Provided passage>

● ● ● ● ●

(It would be cool to of you warn when you link to a pdf link) a study about antisemitism done by the ADL? What’s next? A study about racism done by the Black Panthers?
The funy thing though is that in all the compared polls with what the ADL regards as antisemitism markers, France has the lowest figures. So, we’re massively antisemitic but the other compared countries are even worse. I dont know if it’s very informative about antisemitism but is very informative about the ADL’s worldview.
:dubious: Literally the first suggestion I’ve ever seen that the ADL is not a reliable authority on antisemitism. The NAACP is a reliable authority on racism; so is the SPLC/Klanwatch. If you compare the ADL to the Panthers instead of to the NAACP or SPLC, then you must be confusing the ADL with the Jewish Defense League.
Really? The ADL doesnt have a good press over here. Back in the early and mid 2000s they were constantly saying there was a very alarming rise of antisemitism in France. What do you think happened? Suddenly there were a few notable cases of antisemitic acts all over the press. All those cases proved to be boguses, fueled by the “Peter and the Wolf” campaign of the ADL.
I dont believe in the impartiality of interest groups.
“Peter and the Wolf”?
So then you’re saying claiming that Fench Jews are more loyal to Israel then France and complaining about Jews dominating the business community isn’t antisemitic?
Would you care to explain your reasoning or provide evidence that the ADL forged it’s findings that 38% of all French citizens believe French Jews are more loyal to Israel then France and 33% declared that Jews have “too much” influence in the business community.
Well he was a practicing defense attorney…
Not necessarily. After all, an American does not need to be an antisemite to complain of American Jews’ loyalty to Israel; that’s a legitimate beef, even if we leave “more loyal” out of it. As for the business community . . . Hollywood only, that’s something Americans joke about in a funny-and-true way, but do you need to be an antisemite to bitch about it? Or just a frustrated gentile trying to make it in the biz?
He has political opinions, but that doesn’t mean he has a political bias.

● ● ● ● ●

Problem to work on>
Continue the forum thread about the ADL's antisemitism survey of France from where it stops.

Records>
● ● ● ● ●

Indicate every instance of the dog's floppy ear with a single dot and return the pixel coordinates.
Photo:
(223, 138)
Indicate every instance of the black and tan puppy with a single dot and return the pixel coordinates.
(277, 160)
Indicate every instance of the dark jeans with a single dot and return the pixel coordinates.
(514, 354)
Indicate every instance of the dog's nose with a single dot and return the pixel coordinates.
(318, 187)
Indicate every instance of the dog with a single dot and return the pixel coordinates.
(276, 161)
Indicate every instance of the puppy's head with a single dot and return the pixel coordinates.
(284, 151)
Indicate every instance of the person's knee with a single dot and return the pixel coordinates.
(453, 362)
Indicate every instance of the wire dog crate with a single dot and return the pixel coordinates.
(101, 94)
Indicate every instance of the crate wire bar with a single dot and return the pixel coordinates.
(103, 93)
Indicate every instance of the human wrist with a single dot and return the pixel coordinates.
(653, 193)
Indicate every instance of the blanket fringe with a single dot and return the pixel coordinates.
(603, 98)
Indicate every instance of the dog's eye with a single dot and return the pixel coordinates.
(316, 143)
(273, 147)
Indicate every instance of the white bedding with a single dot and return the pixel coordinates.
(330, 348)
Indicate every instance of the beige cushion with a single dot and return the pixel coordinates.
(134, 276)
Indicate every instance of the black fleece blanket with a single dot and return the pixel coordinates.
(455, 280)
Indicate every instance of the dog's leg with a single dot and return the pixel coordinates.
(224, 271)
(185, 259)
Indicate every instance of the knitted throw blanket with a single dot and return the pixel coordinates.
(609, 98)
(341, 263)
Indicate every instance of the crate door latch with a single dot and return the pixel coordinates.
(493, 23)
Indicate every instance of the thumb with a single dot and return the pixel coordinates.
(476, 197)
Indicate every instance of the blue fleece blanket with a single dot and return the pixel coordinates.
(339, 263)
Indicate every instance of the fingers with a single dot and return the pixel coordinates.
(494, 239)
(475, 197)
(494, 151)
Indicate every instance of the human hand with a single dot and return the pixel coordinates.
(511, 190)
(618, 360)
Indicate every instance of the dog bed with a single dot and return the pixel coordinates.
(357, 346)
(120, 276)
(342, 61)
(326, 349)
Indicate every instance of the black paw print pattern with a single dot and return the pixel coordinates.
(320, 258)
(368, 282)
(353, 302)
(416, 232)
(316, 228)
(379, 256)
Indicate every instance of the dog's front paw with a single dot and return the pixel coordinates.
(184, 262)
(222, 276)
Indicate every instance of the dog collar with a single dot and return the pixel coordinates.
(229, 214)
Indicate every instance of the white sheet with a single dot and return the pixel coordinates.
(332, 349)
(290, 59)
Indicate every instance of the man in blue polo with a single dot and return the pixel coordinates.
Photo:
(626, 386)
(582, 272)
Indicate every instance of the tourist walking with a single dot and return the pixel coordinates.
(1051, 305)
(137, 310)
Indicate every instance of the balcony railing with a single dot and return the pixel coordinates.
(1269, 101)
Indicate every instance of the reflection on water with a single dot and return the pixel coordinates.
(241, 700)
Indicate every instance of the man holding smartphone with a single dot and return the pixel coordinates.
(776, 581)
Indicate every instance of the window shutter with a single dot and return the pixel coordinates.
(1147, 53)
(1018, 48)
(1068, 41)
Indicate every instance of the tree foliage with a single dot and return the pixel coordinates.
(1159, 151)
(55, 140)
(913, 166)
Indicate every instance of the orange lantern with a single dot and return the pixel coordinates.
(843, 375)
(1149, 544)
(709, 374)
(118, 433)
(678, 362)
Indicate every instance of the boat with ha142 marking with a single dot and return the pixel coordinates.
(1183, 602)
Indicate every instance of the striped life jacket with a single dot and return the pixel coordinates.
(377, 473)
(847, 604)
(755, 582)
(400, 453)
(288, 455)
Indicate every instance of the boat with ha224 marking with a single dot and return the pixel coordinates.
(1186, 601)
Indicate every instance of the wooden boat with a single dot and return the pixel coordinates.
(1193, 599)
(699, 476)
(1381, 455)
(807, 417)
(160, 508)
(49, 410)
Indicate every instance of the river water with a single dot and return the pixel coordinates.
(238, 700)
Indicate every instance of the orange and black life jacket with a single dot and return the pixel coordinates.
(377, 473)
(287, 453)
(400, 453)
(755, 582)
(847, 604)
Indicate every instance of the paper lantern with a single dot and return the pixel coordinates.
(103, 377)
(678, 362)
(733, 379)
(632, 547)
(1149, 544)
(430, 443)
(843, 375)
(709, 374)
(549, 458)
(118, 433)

● ● ● ● ●

Output of the task>
:dubious: Not funny.
I’m a bit surprised.
I didn’t realize that there were people who thought the “dual loyalty” canard was an actual fact rather than a myth.
Anyway, I didn’t realize that you believed that most American Jews were more loyal to Israel than to America.
What makes you have such an opinion of American Jews if you don’t mind my asking?
Your “other boards” claim rings hollow, appearing to be an attempt to imply another poster is an “RW idiot” while claiming plausible deniability.
Don’t do this again.
That said,
jumping to the expressed conclusion that another poster based his or her view on Wikipedia (as opposed to simply providing such citation as corroborating evidence) and then claiming such a poster would be “extremely foolish and extremely naive” to hold such views is rather more inflammatory than is needed in GD.
If there is an error in the Wikipedia article, expose it, (or correct it on Wikipedia). Don’t drag one more Wikipedia feud into a different thread.
You need to avoid getting personal, as well.
[ /Moderating ]
I wasn’t “getting personal” and I don’t see why it’s unfair to say that “it’s extremely foolish and extremely naive” to think wikipedia is a reliable source.
From the limited time I’ve been here people regularly make such claims about sources provided by other people.
Were I to hold to the standard you’re now forming, when someone links to the National Enquirer or Stormfront, we can’t say “it’s extremely foolish or extremely naive” to use those as sources.
Wikipedia is a grossly unreliable source for a variety of reasons(amongst others many of its articles are dominated by activists with axes to grind). There are reasons that many if not most college professors don’t allow students to use it as a citation.
That said, I am open-minded so please explain to me why it’s wrong to say, that “it’s extremely foolish or extremely naive” to use the National Enquirer, Stormfront, World Net Daily, Democratic Underground or comparable websites as a source.
He linked to a wikipedia article to justify his statement. That seemed like a reasonable conclusion. Had I expressed an opinion about the Armenian Holocaust and linked to an article by Peter Balakian wouldn’t it be reasonable for others to think I formed by opinions based on that article?
It is the whole truth.
I wasn’t trying to be funny.
Are you claiming that a bias is the same thing as an opinion?
Darn, total brainfart on my part, meant “The Boy Who Cried Wolf”.
At least if you provide a study, it would be good of you to check their methodology. They didnt go around French and asked them to rant on Israel or the Jews and then crunched that in readable numbers.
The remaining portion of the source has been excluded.